[Records from a point-labeling set]
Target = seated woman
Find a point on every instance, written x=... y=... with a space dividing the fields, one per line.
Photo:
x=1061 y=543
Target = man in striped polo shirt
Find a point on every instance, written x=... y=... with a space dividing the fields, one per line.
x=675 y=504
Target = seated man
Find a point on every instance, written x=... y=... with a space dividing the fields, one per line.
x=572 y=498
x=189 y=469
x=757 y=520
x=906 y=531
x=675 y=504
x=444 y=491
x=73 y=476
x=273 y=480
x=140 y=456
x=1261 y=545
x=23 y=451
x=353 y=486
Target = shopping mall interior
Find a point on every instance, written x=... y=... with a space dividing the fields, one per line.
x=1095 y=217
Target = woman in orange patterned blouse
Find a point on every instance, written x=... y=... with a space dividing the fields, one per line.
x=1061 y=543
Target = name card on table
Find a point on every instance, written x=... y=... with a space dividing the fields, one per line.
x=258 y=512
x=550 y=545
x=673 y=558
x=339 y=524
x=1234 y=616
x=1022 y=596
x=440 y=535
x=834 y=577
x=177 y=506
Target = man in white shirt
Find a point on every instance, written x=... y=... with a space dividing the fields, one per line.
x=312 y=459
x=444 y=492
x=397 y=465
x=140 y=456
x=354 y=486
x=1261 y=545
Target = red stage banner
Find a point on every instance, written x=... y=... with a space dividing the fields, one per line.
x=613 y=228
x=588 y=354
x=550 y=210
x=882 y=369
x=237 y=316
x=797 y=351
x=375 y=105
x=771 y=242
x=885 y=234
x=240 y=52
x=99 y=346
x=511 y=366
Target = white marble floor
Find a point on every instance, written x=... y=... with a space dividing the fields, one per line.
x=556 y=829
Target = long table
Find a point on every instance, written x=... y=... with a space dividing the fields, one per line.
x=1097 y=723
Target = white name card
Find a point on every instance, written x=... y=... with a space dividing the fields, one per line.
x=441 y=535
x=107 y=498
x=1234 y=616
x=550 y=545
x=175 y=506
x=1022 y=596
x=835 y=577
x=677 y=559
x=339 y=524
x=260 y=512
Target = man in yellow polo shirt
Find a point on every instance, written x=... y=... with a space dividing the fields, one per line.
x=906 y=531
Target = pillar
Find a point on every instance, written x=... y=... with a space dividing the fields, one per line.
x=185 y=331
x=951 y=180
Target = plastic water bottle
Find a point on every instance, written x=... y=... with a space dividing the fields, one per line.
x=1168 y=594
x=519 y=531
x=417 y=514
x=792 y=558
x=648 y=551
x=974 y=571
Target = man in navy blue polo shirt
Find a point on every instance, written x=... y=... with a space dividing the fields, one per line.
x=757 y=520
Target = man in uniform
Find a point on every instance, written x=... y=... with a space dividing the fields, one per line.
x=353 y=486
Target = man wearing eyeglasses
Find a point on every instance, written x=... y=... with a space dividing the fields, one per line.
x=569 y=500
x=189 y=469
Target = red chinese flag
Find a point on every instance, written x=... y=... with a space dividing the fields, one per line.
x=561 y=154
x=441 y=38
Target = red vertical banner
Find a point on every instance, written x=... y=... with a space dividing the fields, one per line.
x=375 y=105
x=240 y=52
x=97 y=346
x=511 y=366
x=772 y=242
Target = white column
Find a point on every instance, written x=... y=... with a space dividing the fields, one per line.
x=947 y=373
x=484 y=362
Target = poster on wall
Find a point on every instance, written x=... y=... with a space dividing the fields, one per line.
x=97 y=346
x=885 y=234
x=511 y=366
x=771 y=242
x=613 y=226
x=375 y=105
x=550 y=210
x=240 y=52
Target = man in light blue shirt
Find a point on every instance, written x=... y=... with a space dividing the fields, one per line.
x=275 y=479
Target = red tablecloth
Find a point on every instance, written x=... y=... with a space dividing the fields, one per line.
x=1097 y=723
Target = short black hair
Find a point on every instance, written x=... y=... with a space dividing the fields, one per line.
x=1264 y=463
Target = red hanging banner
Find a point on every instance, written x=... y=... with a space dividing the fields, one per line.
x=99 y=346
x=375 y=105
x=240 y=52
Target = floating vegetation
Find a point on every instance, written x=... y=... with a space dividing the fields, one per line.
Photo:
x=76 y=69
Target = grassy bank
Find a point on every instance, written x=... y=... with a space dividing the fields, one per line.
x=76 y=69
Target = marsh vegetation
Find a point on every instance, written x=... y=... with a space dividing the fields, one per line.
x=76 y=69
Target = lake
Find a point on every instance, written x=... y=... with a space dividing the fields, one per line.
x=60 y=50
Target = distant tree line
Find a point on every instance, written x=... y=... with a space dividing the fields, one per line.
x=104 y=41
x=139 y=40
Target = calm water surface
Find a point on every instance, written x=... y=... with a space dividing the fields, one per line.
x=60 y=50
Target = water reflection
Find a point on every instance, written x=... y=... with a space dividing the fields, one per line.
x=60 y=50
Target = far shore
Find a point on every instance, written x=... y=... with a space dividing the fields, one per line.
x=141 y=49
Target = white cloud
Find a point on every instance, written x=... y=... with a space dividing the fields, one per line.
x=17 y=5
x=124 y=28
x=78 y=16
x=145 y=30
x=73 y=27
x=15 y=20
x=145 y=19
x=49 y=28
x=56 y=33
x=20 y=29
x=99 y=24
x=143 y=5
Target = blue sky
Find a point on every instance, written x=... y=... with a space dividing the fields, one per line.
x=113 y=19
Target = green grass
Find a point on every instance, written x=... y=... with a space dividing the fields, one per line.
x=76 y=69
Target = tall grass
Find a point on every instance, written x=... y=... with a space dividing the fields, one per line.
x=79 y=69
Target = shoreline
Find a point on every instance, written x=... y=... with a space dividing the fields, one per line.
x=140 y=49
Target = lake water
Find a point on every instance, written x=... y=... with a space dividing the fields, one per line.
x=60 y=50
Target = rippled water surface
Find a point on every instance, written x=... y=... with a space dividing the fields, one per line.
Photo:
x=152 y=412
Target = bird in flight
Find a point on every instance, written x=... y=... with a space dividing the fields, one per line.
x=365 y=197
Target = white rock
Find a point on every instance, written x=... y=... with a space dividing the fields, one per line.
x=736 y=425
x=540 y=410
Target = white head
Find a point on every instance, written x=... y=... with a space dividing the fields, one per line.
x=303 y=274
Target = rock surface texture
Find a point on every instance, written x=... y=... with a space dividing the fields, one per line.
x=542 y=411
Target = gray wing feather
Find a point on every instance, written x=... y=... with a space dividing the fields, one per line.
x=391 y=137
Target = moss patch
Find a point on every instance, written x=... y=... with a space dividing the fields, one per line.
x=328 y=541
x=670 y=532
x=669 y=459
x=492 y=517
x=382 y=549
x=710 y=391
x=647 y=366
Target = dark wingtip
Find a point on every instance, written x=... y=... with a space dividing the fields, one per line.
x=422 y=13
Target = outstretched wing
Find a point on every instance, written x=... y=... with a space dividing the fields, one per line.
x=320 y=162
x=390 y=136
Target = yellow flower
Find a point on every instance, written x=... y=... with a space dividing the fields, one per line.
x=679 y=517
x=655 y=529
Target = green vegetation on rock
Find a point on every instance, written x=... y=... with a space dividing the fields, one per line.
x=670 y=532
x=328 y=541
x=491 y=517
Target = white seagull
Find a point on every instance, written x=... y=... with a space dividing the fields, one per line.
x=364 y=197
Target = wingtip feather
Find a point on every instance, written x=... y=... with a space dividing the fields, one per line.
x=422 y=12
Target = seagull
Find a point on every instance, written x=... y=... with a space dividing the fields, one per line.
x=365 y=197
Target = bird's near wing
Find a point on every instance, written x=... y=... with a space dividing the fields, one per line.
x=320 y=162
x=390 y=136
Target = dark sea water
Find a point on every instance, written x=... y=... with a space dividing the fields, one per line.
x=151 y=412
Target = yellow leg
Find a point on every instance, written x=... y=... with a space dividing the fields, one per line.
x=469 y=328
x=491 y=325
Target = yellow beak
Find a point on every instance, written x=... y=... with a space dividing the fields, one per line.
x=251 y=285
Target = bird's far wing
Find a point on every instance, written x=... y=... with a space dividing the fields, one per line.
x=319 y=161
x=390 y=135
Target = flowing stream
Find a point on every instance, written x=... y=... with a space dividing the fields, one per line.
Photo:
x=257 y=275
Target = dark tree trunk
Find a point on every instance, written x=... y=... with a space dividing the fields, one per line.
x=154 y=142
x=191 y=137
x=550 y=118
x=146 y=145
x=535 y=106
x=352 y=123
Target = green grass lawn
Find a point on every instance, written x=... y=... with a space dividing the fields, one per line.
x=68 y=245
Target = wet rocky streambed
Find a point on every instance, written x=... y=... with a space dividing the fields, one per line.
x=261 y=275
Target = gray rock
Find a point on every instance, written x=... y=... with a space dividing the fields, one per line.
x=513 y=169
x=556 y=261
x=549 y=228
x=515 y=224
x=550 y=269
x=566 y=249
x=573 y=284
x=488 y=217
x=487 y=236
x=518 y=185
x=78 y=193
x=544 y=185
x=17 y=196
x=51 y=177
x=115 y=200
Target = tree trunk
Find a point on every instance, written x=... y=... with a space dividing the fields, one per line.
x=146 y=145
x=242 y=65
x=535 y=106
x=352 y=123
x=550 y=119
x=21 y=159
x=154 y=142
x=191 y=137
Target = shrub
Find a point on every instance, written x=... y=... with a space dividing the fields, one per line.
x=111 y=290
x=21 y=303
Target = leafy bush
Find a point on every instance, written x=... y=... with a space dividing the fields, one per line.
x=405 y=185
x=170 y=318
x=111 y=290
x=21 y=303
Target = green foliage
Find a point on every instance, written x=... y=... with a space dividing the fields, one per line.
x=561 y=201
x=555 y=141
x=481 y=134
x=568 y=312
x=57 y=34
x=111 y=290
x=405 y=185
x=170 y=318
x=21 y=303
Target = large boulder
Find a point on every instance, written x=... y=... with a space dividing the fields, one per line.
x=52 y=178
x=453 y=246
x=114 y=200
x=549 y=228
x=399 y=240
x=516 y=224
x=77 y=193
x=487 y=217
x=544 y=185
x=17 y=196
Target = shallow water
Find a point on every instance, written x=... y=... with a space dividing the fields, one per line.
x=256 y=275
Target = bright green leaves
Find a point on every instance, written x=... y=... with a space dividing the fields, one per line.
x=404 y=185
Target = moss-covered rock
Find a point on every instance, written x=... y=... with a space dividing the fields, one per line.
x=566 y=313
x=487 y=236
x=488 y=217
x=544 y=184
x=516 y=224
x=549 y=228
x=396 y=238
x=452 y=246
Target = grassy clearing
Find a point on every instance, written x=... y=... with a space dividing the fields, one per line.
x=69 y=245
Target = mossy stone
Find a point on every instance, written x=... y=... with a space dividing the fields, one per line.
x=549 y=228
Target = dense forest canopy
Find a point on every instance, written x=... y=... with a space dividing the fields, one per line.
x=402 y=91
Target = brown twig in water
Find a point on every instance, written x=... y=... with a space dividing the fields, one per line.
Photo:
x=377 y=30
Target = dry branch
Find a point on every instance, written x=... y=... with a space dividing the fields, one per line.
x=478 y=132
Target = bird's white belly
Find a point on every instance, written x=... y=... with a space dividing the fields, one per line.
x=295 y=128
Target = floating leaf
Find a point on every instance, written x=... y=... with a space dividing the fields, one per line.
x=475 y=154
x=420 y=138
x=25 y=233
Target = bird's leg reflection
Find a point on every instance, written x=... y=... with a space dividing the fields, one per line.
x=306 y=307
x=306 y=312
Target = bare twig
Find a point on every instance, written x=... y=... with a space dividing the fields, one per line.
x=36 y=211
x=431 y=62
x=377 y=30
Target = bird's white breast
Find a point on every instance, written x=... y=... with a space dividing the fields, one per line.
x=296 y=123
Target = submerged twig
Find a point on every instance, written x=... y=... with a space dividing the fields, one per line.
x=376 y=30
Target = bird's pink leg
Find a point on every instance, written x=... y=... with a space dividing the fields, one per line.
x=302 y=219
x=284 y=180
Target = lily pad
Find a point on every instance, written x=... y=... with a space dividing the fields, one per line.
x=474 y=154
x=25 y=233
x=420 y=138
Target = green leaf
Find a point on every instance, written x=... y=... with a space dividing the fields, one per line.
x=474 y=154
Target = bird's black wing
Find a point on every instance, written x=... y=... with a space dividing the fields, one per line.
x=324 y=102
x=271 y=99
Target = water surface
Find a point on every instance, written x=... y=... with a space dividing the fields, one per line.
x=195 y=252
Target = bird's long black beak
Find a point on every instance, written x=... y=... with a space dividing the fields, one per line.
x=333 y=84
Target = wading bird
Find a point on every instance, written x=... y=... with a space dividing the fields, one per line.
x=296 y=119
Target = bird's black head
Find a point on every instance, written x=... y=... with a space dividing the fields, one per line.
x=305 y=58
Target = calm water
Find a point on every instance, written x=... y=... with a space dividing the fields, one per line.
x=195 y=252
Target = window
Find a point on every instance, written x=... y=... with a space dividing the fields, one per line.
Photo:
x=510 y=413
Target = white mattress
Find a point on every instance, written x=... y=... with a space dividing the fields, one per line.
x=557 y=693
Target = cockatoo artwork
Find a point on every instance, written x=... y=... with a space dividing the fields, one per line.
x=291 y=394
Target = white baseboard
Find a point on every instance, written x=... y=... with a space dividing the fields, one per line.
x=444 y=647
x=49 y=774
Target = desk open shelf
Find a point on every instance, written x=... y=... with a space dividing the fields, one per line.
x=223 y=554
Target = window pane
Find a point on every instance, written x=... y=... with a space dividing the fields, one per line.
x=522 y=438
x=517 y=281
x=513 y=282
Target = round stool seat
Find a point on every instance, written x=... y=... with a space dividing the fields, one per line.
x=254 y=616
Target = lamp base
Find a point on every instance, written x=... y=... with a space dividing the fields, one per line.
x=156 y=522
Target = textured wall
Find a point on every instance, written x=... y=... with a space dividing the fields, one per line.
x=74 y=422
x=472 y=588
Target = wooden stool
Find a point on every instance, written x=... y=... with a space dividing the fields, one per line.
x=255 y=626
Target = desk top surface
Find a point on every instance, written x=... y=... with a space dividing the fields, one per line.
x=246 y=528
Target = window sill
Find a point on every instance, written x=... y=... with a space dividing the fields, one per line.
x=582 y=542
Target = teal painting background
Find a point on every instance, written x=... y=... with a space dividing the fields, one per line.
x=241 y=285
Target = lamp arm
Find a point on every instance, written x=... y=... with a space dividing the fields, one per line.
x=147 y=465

### Exercise aim
Reproduce every line from the one containing "Target = wooden stool" down to the last line of the records, including both of those lines.

### Expected output
Target = wooden stool
Find a point on every instance, written x=... y=... with a space dividing the fields, one per line.
x=255 y=626
Target = desk top surface
Find a point on every instance, written x=... y=... with a space dividing the fields, one per line.
x=246 y=528
Target = window sill
Find a point on every instance, written x=... y=... with a space dividing the fields, one per line.
x=582 y=542
Target = teal painting background
Find a point on every instance, written x=... y=... with a space dividing the fields, one per line.
x=241 y=285
Target = lamp arm
Find a point on every instance, written x=... y=... with a space dividing the fields, one per line.
x=147 y=465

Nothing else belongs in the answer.